Recast the lines below as a two-column CSV with the header row request,answer. Give one row per request, with its full text under request and its whole answer under answer, each in a single quoted field with line breaks turned into spaces.

[Records from an annotation dataset]

☆ ☆ ☆

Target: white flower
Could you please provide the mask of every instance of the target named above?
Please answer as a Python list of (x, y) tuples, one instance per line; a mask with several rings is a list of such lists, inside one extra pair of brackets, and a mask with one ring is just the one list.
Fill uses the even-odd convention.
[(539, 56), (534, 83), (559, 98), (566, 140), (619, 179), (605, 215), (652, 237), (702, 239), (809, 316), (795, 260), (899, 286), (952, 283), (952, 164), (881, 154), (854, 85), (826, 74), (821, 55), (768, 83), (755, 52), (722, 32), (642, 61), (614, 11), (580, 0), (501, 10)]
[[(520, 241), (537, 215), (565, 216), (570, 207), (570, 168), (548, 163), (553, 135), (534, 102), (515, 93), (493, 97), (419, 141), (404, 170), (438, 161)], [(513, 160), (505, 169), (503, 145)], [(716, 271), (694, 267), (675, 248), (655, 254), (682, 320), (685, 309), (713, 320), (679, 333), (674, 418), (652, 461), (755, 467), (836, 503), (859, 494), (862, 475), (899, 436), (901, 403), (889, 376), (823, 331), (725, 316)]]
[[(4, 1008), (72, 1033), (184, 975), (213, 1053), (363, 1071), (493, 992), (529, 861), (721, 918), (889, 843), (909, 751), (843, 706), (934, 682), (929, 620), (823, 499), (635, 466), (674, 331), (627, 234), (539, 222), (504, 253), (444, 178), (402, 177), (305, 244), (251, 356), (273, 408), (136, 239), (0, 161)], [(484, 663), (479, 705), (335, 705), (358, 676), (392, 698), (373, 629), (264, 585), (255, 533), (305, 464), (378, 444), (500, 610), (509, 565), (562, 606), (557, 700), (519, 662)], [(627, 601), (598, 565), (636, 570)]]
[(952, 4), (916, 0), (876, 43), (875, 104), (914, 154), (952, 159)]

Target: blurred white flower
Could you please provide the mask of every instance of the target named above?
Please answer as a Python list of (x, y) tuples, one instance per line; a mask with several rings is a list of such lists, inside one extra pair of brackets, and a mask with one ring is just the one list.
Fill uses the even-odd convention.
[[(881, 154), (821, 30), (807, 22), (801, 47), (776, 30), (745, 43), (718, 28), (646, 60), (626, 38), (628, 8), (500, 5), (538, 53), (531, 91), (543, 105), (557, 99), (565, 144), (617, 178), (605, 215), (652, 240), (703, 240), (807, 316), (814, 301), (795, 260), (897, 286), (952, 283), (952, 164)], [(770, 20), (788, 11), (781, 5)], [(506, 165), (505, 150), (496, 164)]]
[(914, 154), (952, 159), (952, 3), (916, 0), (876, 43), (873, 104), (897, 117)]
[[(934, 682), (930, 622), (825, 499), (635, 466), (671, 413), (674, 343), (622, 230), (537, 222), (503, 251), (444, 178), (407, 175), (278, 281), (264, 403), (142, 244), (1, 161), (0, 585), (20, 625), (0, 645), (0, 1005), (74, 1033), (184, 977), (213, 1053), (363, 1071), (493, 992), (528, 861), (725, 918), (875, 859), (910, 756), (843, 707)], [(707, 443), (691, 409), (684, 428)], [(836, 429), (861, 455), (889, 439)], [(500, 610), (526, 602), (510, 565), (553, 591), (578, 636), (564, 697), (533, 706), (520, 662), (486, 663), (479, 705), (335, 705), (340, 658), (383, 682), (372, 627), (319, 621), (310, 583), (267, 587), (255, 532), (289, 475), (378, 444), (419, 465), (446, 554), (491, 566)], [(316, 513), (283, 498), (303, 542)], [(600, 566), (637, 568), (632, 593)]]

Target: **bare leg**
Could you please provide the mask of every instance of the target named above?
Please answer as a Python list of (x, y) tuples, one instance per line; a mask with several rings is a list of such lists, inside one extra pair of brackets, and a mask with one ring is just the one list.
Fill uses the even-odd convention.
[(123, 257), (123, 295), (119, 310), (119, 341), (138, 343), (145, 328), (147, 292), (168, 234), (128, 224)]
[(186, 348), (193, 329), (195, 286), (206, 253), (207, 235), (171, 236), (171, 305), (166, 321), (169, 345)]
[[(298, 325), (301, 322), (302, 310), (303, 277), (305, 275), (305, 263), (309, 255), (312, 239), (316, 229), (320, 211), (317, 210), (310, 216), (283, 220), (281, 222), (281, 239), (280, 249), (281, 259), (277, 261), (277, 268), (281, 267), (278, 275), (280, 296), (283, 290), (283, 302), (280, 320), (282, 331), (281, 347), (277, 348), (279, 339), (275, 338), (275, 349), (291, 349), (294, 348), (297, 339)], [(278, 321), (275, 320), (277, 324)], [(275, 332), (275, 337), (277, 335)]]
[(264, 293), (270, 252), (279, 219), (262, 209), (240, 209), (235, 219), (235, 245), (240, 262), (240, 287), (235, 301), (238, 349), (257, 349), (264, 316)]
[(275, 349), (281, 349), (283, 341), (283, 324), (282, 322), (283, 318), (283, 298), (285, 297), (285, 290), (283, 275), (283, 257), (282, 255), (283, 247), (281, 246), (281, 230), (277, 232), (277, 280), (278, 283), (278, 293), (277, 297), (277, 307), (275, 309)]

☆ ☆ ☆

### EXERCISE RESPONSE
request,answer
"Target: white flower Could you please provide the mask of every instance of the target named above? Please answer as a Python list of (x, y) tuples, one instance per line; a mask with several rings is a list of such lists, inside one extra pair of brackets, and a mask with one ring is just the one list. Fill uses the even-odd convention.","[(539, 56), (534, 83), (559, 98), (566, 140), (619, 179), (605, 215), (652, 237), (702, 239), (809, 316), (795, 260), (899, 286), (952, 283), (952, 164), (881, 154), (854, 85), (826, 74), (821, 55), (768, 83), (755, 52), (722, 32), (642, 61), (614, 11), (580, 0), (501, 10)] [[(520, 241), (537, 215), (565, 216), (570, 207), (570, 168), (548, 163), (553, 135), (534, 102), (515, 93), (493, 97), (419, 141), (404, 170), (438, 161)], [(513, 160), (505, 169), (503, 145)], [(716, 271), (694, 267), (675, 248), (655, 254), (682, 320), (685, 309), (713, 320), (679, 333), (674, 418), (652, 461), (755, 467), (836, 503), (859, 494), (862, 475), (899, 436), (901, 403), (889, 376), (823, 331), (725, 316)]] [[(4, 1008), (72, 1033), (184, 975), (213, 1053), (363, 1071), (493, 992), (529, 861), (721, 918), (889, 843), (909, 751), (843, 706), (934, 682), (929, 620), (823, 499), (635, 466), (674, 331), (627, 234), (539, 222), (504, 253), (444, 178), (402, 177), (305, 244), (251, 356), (273, 408), (136, 239), (0, 161)], [(484, 663), (479, 705), (335, 705), (358, 676), (392, 698), (373, 629), (264, 585), (255, 533), (305, 464), (378, 444), (500, 610), (509, 565), (562, 606), (557, 700), (519, 662)], [(627, 601), (598, 565), (636, 570)]] [(952, 4), (916, 0), (876, 43), (875, 104), (914, 154), (952, 159)]"
"Target: blurred white flower Could you please provide the mask of every instance of the target named above? Please answer as a Python list of (x, y) tuples, one instance per line; a mask with several rings is a list of such lists, inside one extra pair of brackets, and a mask with one ring is just the one list. Fill uses the even-odd convention.","[[(881, 154), (821, 30), (807, 22), (801, 47), (776, 30), (745, 43), (718, 28), (646, 60), (626, 38), (628, 8), (500, 5), (538, 53), (531, 91), (543, 105), (557, 99), (565, 144), (617, 178), (605, 215), (652, 240), (703, 240), (807, 316), (814, 301), (795, 260), (897, 286), (952, 283), (952, 164)], [(770, 20), (788, 11), (781, 5)], [(506, 165), (505, 150), (496, 164)]] [(914, 154), (952, 159), (952, 3), (916, 0), (876, 43), (873, 104), (897, 117)] [[(934, 682), (930, 622), (825, 499), (635, 466), (671, 413), (674, 343), (622, 230), (537, 222), (503, 251), (444, 178), (407, 175), (278, 281), (264, 403), (142, 244), (1, 161), (0, 585), (20, 625), (0, 645), (0, 1005), (74, 1033), (184, 977), (213, 1053), (363, 1071), (493, 992), (528, 861), (725, 918), (875, 859), (910, 756), (843, 707)], [(707, 443), (691, 409), (684, 428)], [(836, 429), (861, 455), (889, 439)], [(500, 610), (526, 602), (510, 565), (553, 591), (578, 636), (564, 697), (533, 706), (520, 662), (486, 663), (479, 705), (335, 705), (340, 658), (383, 682), (372, 627), (319, 621), (310, 583), (267, 587), (255, 532), (289, 475), (378, 444), (419, 465), (446, 554), (491, 566)], [(316, 513), (283, 498), (303, 542)], [(600, 566), (637, 568), (632, 593)]]"
"Target: **bare leg** Could you please provide the mask of every instance of the target named above? Please answer as a Python list of (x, y) tuples, one instance per line; a mask with several rings is a list of such lists, inside one extra pair of brackets, and a mask with one ring is just the one list. Fill uses the even-odd convention.","[(123, 257), (123, 295), (119, 310), (119, 341), (138, 343), (145, 328), (147, 292), (168, 234), (128, 224)] [(186, 348), (193, 329), (195, 286), (206, 253), (207, 235), (171, 236), (171, 305), (166, 321), (169, 345)] [[(298, 325), (301, 322), (302, 310), (303, 277), (305, 275), (305, 263), (309, 255), (312, 239), (316, 229), (320, 211), (317, 210), (310, 216), (283, 220), (281, 222), (281, 239), (280, 249), (281, 259), (277, 261), (277, 268), (281, 267), (278, 275), (280, 296), (283, 290), (283, 302), (280, 320), (282, 331), (281, 347), (277, 348), (279, 339), (275, 338), (275, 349), (291, 349), (294, 348), (297, 339)], [(278, 321), (275, 320), (277, 324)], [(275, 332), (275, 337), (277, 335)]] [(264, 293), (270, 252), (279, 219), (262, 209), (240, 209), (235, 219), (235, 245), (240, 262), (240, 287), (235, 301), (238, 349), (257, 349), (264, 316)] [(275, 349), (281, 349), (283, 341), (283, 324), (282, 322), (283, 318), (283, 298), (285, 297), (285, 290), (283, 275), (283, 257), (282, 255), (283, 247), (281, 246), (281, 230), (277, 232), (277, 280), (278, 283), (278, 293), (277, 297), (277, 307), (275, 309)]"